QUOTED TEXT
⟨

The hawthorn was bursting into blossom just in time for our celebration in sound and word of its magnificence. We gathered under a hawthorn tree to drink its precious infusion of heart helping tea. We listened to Tara Baoth Mooney and Gerry Bohan speak of its magic, lore and healing properties accompanied by guitars and gongs.

We then sang the hawthorn together through the hagstones and co-created and spoke our own short haikus in communion as a celebration and acknowledgement of its majesty.

It was a beautiful event. We all hope to do more next year. 

Sligo Cycling Campaign – Coastal Biodiversity Cycle to Strandhill
May 23rd, 5.30pm to 9pm

Sligo Cycling Campaign held its Coastal Biodiversity Cycle on the evening of May 23rd with a total of 10 cycling  participants. Five of these had not cycled with us before so we were very pleased to attract new attendees. Two further participants who were unable to make the cycle joined us in Strandhill. 

The cycle and subsequent exploration of the sand dunes made for a hugely enjoyable and informative event. The sunny evening coupled with a strong North West wind meant both sunglasses and woolly hats were required! We stopped en route to look across Sligo Bay towards Ben Bulben and learn about this unique marine and coastal environment, protected by EU Environmental law. Our guide, ecologist Will Woodrow, indicated the high cliff areas which are popular nesting sites for birds of prey. 

Once in Strandhill we made our way into the dunes via the Shelly Valley. Will was a fount of knowledge and a great communicator!  He explained about fixed dunes and gray dunes. He identified: speedwell, milkwort, ladies bedstraw, yellow rattle, mouse ear and spotted, bee and pyramidal orchids for us. Alas, the orchids were not yet in bloom! We walked up onto a high dune so that we had a view of Ballysodare Bay, another protected area and home to large numbers of harbour seals. From time to time Will reminded us to be silent so that we could hear the skylark and meadow pipit.

⟩

RECORDS TO PROCESS
⟨

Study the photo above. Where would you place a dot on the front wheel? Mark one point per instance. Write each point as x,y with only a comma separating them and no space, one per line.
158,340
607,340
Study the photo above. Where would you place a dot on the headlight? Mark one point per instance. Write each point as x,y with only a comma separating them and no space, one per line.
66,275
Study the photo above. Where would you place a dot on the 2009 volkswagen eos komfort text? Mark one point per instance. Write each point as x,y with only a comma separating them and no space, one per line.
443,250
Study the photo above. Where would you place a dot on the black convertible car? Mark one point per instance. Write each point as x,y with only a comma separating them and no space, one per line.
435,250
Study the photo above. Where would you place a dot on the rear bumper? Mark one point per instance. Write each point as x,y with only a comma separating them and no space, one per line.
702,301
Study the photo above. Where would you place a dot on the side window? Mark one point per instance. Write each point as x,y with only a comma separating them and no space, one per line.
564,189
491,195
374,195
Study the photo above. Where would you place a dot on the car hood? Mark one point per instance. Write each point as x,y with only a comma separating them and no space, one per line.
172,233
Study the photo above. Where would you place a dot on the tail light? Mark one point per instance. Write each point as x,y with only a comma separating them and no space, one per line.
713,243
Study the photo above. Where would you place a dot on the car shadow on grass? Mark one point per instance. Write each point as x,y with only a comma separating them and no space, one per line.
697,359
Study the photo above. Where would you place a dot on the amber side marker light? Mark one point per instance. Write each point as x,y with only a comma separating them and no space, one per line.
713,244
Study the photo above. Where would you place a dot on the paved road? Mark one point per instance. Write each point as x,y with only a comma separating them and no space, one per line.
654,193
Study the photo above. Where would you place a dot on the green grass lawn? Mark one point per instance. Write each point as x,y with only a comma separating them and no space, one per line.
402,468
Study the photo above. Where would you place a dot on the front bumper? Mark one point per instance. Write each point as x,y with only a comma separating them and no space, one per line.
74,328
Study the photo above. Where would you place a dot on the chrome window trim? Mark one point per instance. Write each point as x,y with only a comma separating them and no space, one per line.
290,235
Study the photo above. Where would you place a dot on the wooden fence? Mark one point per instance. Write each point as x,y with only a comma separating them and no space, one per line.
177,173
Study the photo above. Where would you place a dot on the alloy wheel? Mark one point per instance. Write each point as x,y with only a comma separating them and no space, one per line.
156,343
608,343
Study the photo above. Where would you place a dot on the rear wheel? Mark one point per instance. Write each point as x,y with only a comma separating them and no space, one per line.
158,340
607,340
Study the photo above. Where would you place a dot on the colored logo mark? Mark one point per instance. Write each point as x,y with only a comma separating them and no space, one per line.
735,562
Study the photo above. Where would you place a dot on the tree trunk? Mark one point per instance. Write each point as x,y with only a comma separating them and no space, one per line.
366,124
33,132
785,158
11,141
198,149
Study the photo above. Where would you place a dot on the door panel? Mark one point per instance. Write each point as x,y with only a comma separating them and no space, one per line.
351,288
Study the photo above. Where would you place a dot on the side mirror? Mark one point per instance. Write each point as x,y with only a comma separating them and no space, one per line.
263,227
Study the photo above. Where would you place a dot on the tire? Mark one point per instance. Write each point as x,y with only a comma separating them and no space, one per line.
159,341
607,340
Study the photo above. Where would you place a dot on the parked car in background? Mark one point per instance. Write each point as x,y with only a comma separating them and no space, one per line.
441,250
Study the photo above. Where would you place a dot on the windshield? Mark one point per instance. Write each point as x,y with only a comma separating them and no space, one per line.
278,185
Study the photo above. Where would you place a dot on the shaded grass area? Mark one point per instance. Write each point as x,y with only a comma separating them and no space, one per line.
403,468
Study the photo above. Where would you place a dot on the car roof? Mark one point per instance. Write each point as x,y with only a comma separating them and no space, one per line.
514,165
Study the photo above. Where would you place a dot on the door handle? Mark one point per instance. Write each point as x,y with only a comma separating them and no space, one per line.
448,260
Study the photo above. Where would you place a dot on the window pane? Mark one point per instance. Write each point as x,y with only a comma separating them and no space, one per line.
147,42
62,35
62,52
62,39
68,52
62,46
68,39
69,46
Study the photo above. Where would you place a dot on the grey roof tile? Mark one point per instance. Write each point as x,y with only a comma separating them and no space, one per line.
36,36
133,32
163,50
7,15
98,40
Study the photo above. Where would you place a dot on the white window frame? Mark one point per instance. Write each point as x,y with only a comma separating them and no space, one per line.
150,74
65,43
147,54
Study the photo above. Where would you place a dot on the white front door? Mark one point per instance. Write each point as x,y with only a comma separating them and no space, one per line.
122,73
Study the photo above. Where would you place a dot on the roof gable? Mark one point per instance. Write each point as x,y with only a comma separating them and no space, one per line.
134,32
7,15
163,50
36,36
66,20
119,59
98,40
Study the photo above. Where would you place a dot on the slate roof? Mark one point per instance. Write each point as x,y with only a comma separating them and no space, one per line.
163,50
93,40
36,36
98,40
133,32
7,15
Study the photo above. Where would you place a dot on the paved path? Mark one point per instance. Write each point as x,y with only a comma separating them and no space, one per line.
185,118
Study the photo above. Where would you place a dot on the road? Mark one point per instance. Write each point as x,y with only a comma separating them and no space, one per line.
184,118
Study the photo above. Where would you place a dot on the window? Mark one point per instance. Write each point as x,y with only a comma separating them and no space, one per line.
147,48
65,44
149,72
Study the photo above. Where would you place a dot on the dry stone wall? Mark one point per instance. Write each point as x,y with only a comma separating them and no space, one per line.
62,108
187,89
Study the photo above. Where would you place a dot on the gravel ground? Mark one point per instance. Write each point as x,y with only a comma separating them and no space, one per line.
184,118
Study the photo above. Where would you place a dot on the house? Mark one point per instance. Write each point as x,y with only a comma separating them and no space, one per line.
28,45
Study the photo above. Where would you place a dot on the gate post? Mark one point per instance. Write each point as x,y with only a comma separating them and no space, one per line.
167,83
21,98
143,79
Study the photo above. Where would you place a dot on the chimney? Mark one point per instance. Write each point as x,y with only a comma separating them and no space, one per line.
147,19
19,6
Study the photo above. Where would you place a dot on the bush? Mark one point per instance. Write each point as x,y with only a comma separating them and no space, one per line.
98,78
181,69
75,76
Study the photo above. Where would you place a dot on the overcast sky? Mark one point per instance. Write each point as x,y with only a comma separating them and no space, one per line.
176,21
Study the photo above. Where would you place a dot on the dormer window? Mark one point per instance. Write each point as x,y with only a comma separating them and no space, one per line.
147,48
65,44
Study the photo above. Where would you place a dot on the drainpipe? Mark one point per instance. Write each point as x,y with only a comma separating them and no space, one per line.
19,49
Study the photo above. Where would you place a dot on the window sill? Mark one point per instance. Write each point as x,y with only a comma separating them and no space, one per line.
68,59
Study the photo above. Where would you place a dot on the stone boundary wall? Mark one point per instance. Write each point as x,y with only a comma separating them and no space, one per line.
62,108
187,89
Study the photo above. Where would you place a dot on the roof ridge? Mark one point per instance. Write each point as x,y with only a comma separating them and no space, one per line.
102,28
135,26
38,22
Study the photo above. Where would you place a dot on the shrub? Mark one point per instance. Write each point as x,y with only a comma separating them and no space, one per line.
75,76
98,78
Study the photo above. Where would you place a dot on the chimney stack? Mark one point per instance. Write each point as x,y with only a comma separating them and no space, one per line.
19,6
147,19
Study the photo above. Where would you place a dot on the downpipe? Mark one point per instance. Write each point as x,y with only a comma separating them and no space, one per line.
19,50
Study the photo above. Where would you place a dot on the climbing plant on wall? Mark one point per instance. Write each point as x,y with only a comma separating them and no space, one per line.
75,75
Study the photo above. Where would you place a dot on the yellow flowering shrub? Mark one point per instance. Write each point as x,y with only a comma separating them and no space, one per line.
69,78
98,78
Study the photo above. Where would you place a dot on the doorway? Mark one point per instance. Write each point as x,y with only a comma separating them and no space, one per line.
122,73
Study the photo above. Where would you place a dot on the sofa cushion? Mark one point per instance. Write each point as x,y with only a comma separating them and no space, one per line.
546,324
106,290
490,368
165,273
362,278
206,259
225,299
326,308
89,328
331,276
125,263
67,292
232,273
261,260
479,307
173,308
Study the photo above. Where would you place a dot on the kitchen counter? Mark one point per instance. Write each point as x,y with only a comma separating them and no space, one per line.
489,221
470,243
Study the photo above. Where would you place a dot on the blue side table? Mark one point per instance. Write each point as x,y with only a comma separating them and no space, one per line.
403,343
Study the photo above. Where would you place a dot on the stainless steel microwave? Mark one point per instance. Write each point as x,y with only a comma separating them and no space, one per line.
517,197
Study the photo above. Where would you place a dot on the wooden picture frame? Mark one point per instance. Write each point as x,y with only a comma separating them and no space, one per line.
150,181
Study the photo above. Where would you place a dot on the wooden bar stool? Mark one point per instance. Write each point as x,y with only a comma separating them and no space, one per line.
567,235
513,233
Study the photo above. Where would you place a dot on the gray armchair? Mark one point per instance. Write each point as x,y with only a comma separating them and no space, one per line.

⟩

WRITTEN EXERCISE 1
According to the event report, why did Will remind the group from time to time to be silent? Answer in one to three sentences.
WRITTEN EXERCISE 2
In the records, scale the answer coordinates from the line with "on the stainless" to the end of the records by multiplying each number by 1.1 and rounding to whole numbers, with halves rounded up. Reproduce every one of those lines, requests included, and give only those lines.
The event report and the records have no connection to each other.

WRITTEN RESPONSE 1
He reminded them to be silent so that they could hear the skylark and the meadow pipit.

WRITTEN RESPONSE 2
Study the photo above. Where would you place a dot on the stainless steel microwave? Mark one point per instance. Write each point as x,y with only a comma separating them and no space, one per line.
569,217
Study the photo above. Where would you place a dot on the wooden picture frame? Mark one point per instance. Write each point as x,y with only a comma separating them and no space, one per line.
165,199
Study the photo above. Where would you place a dot on the wooden bar stool? Mark one point per instance. Write each point as x,y with only a comma separating them and no space, one per line.
624,259
564,256
Study the photo above. Where would you place a dot on the gray armchair? Mark one point per instance. Write each point as x,y with only a comma separating them and no space, one per line.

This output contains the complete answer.